### TEXTE À LIRE
------------------------------------------------------------

Comme toute institution, elle a été et reste parcourue de diverses idéologies, diverses théories qui se sont dressées et se dressent encore les unes contre les autres. Forte de l’expérience qu’elle a des crises, on pourrait penser qu’elle arrive mieux que d’autres institutions à résoudre les siennes, mais cela est loin d’être évident. Elle a beaucoup débattu, s’englue assez souvent dans de vaines discussions idéologiques. Elle a parfois infléchi les politiques de santé en proposant certaines réformes, etc. Même si on pense qu’elle a mis beaucoup de temps à le faire, elle a pris en compte un certain nombre d’évolutions de pensées, de découvertes scientifiques pour modifier ses pratiques qui ont été parfois freinées par les directives ministérielles.

------------------------------------------------------------

### DONNÉES PRÉSENTÉES

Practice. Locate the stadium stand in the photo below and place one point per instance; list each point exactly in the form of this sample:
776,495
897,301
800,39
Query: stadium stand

------------------------------------------------------------

### CONSIGNES
1. Répondez aux questions suivantes d'après le texte sur l'institution.
(a) De quoi l'institution a-t-elle été et reste-t-elle parcourue ?
(b) Dans quoi s'englue-t-elle assez souvent ?
(c) Par quoi ses pratiques ont-elles été parfois freinées ?
2. Restituez à l'identique, dans le texte sur l'institution, le passage qui va de « Comme toute institution, elle » jusqu'à « les directives ministérielles. ».
3. Prolongez le texte sur l'institution au-delà de sa dernière phrase.
La liste provient d'une source distincte du texte.

### CORRIGÉ
1.
(a) De diverses idéologies, diverses théories qui se sont dressées et se dressent encore les unes contre les autres.
(b) Dans de vaines discussions idéologiques.
(c) Par les directives ministérielles.

2.
Comme toute institution, elle a été et reste parcourue de diverses idéologies, diverses théories qui se sont dressées et se dressent encore les unes contre les autres. Forte de l’expérience qu’elle a des crises, on pourrait penser qu’elle arrive mieux que d’autres institutions à résoudre les siennes, mais cela est loin d’être évident. Elle a beaucoup débattu, s’englue assez souvent dans de vaines discussions idéologiques. Elle a parfois infléchi les politiques de santé en proposant certaines réformes, etc. Même si on pense qu’elle a mis beaucoup de temps à le faire, elle a pris en compte un certain nombre d’évolutions de pensées, de découvertes scientifiques pour modifier ses pratiques qui ont été parfois freinées par les directives ministérielles.

3.
Mais ce ne sont pas les sources les plus importantes de ses crises. Ces sources résident dans les déceptions successives auxquelles la psychiatrie a été confrontée depuis ses origines. Pinel et Esquirol avaient mis beaucoup d’espoirs dans leur organisation du traitement des « aliénés ». Au fil du temps, on s’est aperçu que tout n’était pas parfait dans cette organisation et qu’elle avait ses limites. On a inventé des traitement parfois proches de l’inhumanité, qui se sont avérés inefficaces et même dangereux. Vint ensuite la découverte des électrochocs et, au début des années 1950, des traitements chimiques firent leur apparition. A chaque fois ces découvertes ont fait naître de grands espoirs. On a crû, grâce à elles, pouvoir éradiquer ces maladies et même si les résultats furent parfois spectaculaires, ils ne furent jamais à la hauteur des espoirs qu’on avait mis en eux. A chaque fois, il fallait se rendre à l’évidence : certains états leur restaient réfractaires. Les psychothérapies à la suite de Freud, comme les traitements chimiques, ont apporté des résultats mais aucune n’a été tranchante. D’autres moyens de lutte ont été tentés comme la prévention. On s’est trouvé aussi devant une impasse soit par manque de connaissances soit parce que la prévention est difficile voire impossible à réaliser Toutefois même s’il y a beaucoup à faire, on ne peut passer sous silence la réussite dans la diminution de certaines manifestations de douleurs terribles.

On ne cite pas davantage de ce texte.